◆ Exercise aim ◆
Retype the material in full, keeping every word the same.

◆ Records from a point labeling set ◆
## START
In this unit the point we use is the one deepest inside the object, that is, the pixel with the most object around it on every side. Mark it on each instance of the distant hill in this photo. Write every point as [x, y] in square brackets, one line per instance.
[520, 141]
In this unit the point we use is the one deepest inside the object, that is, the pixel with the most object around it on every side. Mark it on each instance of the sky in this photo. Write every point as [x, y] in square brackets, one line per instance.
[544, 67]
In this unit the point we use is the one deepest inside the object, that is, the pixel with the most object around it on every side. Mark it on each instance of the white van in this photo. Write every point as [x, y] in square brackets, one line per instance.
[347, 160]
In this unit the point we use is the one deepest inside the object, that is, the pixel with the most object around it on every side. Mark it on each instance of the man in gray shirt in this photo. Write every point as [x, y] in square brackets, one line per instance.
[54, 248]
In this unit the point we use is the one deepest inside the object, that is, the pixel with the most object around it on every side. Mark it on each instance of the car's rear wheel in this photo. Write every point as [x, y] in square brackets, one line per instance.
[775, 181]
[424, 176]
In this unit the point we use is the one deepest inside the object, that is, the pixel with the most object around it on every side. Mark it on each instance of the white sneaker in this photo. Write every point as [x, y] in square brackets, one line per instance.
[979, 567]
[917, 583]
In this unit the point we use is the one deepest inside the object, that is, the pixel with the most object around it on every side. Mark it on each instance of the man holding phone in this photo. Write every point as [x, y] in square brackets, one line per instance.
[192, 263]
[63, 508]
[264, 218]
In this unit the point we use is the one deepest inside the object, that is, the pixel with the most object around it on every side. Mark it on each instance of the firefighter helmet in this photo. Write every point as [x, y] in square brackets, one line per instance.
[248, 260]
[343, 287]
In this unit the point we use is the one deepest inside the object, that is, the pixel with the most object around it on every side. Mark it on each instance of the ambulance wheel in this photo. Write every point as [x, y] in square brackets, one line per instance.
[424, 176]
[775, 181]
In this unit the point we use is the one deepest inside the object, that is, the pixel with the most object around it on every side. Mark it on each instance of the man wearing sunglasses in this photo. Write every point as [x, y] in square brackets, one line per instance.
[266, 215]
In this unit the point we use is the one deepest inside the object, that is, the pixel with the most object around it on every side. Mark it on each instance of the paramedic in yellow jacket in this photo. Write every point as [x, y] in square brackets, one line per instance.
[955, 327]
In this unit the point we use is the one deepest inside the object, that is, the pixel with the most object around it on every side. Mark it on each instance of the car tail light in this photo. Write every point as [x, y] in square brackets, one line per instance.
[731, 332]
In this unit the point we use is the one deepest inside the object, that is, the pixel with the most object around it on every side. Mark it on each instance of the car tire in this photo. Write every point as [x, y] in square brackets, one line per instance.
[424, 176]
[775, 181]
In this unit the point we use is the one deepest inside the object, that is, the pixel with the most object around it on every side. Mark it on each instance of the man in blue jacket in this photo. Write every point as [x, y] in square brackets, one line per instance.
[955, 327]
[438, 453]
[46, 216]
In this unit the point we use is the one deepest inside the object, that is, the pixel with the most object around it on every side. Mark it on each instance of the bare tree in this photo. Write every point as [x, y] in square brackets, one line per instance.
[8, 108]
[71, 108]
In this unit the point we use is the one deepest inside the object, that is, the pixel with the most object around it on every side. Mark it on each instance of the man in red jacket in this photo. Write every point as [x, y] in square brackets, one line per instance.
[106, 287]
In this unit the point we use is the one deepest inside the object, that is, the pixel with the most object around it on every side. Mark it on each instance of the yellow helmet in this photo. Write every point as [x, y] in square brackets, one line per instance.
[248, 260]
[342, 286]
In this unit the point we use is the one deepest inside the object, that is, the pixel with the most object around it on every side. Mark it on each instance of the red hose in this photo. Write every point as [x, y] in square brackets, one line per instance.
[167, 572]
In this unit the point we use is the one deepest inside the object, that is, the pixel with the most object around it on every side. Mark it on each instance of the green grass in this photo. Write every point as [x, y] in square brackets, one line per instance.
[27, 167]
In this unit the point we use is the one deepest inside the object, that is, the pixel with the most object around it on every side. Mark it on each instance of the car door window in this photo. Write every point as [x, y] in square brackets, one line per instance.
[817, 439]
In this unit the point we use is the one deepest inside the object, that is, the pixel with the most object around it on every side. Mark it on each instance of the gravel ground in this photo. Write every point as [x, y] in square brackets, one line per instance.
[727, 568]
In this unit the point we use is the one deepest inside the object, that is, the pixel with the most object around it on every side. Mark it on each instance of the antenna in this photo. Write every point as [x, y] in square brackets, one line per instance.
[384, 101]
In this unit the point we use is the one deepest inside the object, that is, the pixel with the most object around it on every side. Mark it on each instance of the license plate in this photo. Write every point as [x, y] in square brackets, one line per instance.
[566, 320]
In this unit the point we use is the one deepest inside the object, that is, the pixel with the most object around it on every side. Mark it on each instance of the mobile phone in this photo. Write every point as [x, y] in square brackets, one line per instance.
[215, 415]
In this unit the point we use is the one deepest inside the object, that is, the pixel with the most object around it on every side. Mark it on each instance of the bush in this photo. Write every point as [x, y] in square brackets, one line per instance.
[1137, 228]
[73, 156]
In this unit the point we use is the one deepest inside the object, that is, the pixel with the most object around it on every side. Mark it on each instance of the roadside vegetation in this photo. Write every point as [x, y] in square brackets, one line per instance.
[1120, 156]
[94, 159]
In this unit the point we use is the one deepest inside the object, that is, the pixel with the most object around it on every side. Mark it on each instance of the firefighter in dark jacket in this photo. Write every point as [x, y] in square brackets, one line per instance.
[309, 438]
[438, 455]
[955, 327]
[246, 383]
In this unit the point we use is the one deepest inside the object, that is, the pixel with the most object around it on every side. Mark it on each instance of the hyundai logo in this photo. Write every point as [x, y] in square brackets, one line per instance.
## END
◆ Output for this task ◆
In this unit the point we use is the one deepest inside the object, that is, the pixel with the most object around it on every side. Mark it on each instance of the distant hill in this photo. Write every point as [x, y] in square brackets, one line per instance.
[520, 141]
In this unit the point we use is the one deepest inside the object, that is, the pixel with the most object around it on every side. Mark it on each instance of the sky in this photo. Write every point as [x, y] in square brackets, one line per instance.
[544, 67]
In this unit the point we use is the one deepest inside the object, that is, the pixel with the most object around it on every side. Mark it on each instance of the white van in this photo. Write every point as [x, y] in square brackets, one line per instance.
[347, 160]
In this unit the point we use is the one deepest inside the object, that is, the pixel with the most object around it on every side. Mark it on each instance of the man in gray shirt in this photo. Write every point as [x, y] in square brackets, one line per instance.
[54, 248]
In this unit the point we use is the one deepest inside the object, that is, the pixel with the most object around it on every side. Mark it on each instance of the car's rear wheel in this photo. Write every point as [x, y] in square brackets, one line per instance.
[775, 181]
[424, 176]
In this unit the point we use is the one deepest inside the object, that is, the pixel with the most object around it on every side. Mark it on each instance of the white sneaker in this photo. Write every point as [x, y] in square brackets, one line per instance.
[979, 567]
[917, 583]
In this unit the point we use is the one deepest inside the object, that is, the pixel with the most object around it on every side. Mark it on each instance of the man holding phone in this photo. Write every point as [x, y] in square brackets, one line per instance.
[192, 263]
[63, 508]
[264, 218]
In this unit the point we use is the one deepest inside the object, that is, the pixel with the most object around it on every side. Mark it on each instance of the firefighter helmet in this photo. Write every point as [x, y] in square brackets, one line per instance.
[248, 260]
[343, 287]
In this unit the point we use is the one deepest inside the object, that is, the pixel with the most object around it on every side. Mark it on each instance of the ambulance wheel in this photo. Write every point as [x, y] in square brackets, one line per instance.
[424, 176]
[775, 181]
In this unit the point we use is the one deepest inside the object, that is, the pixel with the most object around it on every side. Mark it on each instance of the man wearing sunglasses in this photo. Write every point as [x, y] in square brackets, one line per instance.
[266, 215]
In this unit the point we use is the one deepest inside the object, that is, the pixel with the most object around it on every side. Mark it on each instance of the paramedic in yellow jacket in this photo. Write every point as [x, y] in square brackets, one line per instance.
[955, 327]
In this unit the point we use is the one deepest inside the object, that is, the pixel with the most object around it on every side. Mark it on each instance of the car tail light in this photo. Write every point as [x, y] in square brackets, one line per instance.
[731, 332]
In this unit the point we use is the one deepest inside the object, that is, the pixel with the most object around it on every side. Mark it on each instance of the car tire in this photo. Write every point as [x, y] in square brackets, one line per instance.
[424, 176]
[775, 181]
In this unit the point we use is the one deepest inside the object, that is, the pixel with the most object around it on every side. Mark it on each instance of the man in blue jacket in this photo. Write every point as [x, y] in square brackets, one line per instance.
[955, 327]
[438, 453]
[46, 216]
In this unit the point we use is the one deepest inside the object, that is, the pixel with the most object around it on every side. Mark it on each instance of the bare tree in this photo. Write every point as [x, y] in square brackets, one line per instance.
[8, 108]
[71, 108]
In this unit the point we use is the one deepest inside the object, that is, the pixel with the most object around it on every side. Mark it on each instance of the man in red jacket in this photo. Write every point as [x, y] in square brackets, one line per instance.
[106, 287]
In this unit the point we use is the one deepest inside the object, that is, the pixel with the most object around it on every side. Mark it on each instance of the yellow helmet in this photo. Write every point as [x, y] in square brackets, one line per instance.
[248, 260]
[342, 286]
In this unit the point we use is the one deepest inside the object, that is, the pixel with the most object around it on every side. Mark it on each instance of the red hose in this photo. Write every point as [x, y] in square brackets, one line per instance.
[167, 572]
In this unit the point we use is the one deepest inside the object, that is, the pixel with the most object around it on every side. Mark it on each instance of the green grass in this photo. Write every point as [x, y] in square brackets, one line per instance.
[27, 167]
In this unit the point we use is the one deepest inside the object, that is, the pixel with the most object around it on every side. Mark it on each instance of the car door window in this photo. Write every point as [x, y] in square brackets, one line per instance.
[817, 439]
In this unit the point we use is the one deepest inside the object, that is, the pixel with the most object around it on every side. Mark it on each instance of the gravel ground in this photo. Write every point as [x, y] in square brackets, one line per instance.
[727, 568]
In this unit the point we use is the one deepest inside the object, that is, the pixel with the most object around it on every side. Mark it on each instance of the antenna in this photo. Write every point as [x, y] in square brackets, one line per instance.
[384, 101]
In this unit the point we use is the one deepest inside the object, that is, the pixel with the most object around it on every side. Mark it on each instance of the license plate in this photo. Write every point as [x, y] in square brackets, one line per instance.
[566, 320]
In this unit the point we use is the one deepest inside the object, that is, the pixel with the most object around it on every side. Mark it on each instance of the mobile phone in this photo. Write every point as [x, y] in square brackets, one line per instance.
[215, 415]
In this unit the point we use is the one deepest inside the object, that is, the pixel with the most object around it on every side. Mark it on each instance of the bush in this photo. Write every point as [x, y] in square brackets, one line per instance.
[1137, 228]
[73, 156]
In this unit the point we use is the one deepest inside the object, that is, the pixel with the most object around it on every side. Mark it on each instance of the roadside vegetation in this photo. Write every point as [x, y] in square brackets, one line per instance.
[1120, 156]
[94, 159]
In this unit the point we use is the one deepest inside the object, that is, the pixel with the most object around it on every side. Mark it on each instance of the firefighter in dark jacket in this photo. Write every point as [x, y] in square brackets, one line per instance.
[309, 438]
[438, 455]
[955, 327]
[246, 383]
In this unit the point we use is the one deepest inside the object, that is, the pixel with the most object around it on every side. Mark it on each instance of the hyundai logo in this photo. Write every point as [x, y] in square brackets, one line per instance.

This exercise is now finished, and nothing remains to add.